I was on my feet before she did though and we glanced at each other quite searchingly. I didn’t want to told that I could or should quit.
…For like 7 more feet then I was limping and looked like I was crying with each step. I tried to step it up to a jog and it was so ginger that I knew, and I confirmed, I could walk faster than that.
This is all over the course of 2k. I had 7k left when it started and I had 5k left 15 minutes later when I was like I’m done. I couldn’t even walk anymore without tumbling forward and grabbing my legs.
But there was no one around. The first race marshal or volunteer I saw was one of the super encouraging cliche types and I almost cussed her out for yelling that I could do it and not seeing how much pain I was in. I just walked passed her and got to the next aid station and had a water, a gel, and a Nuun, and kept walking.
Eventually I tested jogging again and was getting through it.
I picked up the pace steadily for the last kilometers and limped it in for 3:45 and the med tent.
Who were great of course. We worked on my IT band and my hip and it hurt like getting shot but I got some mobility back.
My pride had already started rebuilding itself. If I had quit, if someone had been there to ask me do you want to quit at that one moment after the bridge I’d have said yes and there’d have been no brunch and I certainly would have written this specifically saying I never want to talk about it again.
But I got some strength back and ran over the line. I’m psyched to train up and get better.
It was the hardest thing I ever attempted
And while it was harder than I expected
I did it
And now it’s the hardest thing I’ve ever done.

» **SUPPLIED DATA**:
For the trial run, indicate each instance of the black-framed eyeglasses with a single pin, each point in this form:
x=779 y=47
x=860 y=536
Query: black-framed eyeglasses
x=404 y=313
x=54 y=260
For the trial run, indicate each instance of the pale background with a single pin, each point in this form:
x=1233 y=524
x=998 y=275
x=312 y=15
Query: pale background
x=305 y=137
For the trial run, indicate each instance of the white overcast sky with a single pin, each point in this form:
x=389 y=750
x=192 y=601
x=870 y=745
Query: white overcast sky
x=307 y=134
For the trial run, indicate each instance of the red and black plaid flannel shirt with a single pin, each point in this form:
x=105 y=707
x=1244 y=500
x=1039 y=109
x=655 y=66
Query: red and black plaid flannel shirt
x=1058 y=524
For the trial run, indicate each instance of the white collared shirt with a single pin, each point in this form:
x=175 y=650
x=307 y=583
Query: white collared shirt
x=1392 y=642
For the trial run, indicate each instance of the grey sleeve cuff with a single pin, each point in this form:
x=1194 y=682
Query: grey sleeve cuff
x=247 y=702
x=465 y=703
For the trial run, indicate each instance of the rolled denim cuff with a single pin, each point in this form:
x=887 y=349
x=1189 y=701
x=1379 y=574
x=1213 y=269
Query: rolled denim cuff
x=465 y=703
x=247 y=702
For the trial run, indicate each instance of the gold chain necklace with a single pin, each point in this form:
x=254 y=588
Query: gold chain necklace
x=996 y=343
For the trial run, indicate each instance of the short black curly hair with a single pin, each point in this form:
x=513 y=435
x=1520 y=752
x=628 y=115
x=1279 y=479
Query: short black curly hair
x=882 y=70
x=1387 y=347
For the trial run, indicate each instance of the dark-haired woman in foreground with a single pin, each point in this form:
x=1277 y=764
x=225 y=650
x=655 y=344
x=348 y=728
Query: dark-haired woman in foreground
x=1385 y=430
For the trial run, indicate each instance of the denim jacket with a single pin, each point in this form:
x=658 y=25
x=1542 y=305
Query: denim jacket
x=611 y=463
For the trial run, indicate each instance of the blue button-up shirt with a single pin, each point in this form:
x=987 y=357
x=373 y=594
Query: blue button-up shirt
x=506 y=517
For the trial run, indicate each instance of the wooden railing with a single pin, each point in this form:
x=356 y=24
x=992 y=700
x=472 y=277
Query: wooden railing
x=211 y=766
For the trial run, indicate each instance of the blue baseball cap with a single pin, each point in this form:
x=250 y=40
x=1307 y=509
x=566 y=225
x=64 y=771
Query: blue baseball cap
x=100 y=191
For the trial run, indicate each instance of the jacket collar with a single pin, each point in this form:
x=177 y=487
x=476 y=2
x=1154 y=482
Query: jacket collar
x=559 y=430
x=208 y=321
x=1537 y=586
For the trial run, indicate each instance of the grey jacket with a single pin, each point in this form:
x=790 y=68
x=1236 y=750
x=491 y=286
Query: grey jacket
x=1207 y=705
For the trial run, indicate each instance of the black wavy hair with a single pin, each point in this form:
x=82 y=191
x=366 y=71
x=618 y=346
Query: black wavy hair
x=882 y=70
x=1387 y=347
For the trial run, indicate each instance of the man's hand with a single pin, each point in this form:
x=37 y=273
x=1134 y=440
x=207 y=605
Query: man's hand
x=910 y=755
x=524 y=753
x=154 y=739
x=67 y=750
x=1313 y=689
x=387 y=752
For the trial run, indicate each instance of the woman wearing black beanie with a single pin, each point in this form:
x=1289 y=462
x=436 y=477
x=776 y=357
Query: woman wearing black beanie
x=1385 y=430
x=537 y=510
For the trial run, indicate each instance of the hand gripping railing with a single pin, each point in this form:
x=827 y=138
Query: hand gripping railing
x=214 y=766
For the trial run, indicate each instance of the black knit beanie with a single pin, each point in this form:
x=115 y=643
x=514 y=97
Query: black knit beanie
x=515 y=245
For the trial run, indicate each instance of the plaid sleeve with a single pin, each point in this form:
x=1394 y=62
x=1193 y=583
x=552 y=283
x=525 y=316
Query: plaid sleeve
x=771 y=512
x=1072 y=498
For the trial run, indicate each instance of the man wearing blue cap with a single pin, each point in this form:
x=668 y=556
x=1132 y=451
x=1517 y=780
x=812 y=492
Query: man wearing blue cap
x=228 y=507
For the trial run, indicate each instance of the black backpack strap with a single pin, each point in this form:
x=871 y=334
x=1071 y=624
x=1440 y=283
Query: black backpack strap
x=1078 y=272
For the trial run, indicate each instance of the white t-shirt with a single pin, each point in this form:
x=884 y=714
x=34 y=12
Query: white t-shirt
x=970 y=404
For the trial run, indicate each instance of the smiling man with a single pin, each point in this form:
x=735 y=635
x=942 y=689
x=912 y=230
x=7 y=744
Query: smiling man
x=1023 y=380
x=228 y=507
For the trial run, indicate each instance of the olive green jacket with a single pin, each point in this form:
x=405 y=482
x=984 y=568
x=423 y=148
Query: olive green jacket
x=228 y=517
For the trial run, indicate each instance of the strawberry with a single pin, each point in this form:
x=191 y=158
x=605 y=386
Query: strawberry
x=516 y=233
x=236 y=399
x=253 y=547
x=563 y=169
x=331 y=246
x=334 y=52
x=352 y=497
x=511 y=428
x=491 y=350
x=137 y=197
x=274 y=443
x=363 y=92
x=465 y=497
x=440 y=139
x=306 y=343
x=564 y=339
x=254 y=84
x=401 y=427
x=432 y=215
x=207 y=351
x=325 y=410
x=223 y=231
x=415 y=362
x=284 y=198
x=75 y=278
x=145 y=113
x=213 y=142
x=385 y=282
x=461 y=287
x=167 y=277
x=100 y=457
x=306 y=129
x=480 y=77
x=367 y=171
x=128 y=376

» **THINGS TO DO**:
1/ Reproduce word for word the stretch of the race account from "This is all" through "grabbing my legs.".
2/ According to the race account, what did the runner have at the next aid station?
Rely only on the race account.

» **PROBLEM SOLUTIONS**:
1/
This is all over the course of 2k. I had 7k left when it started and I had 5k left 15 minutes later when I was like I’m done. I couldn’t even walk anymore without tumbling forward and grabbing my legs.

2/ A water, a gel, and a Nuun.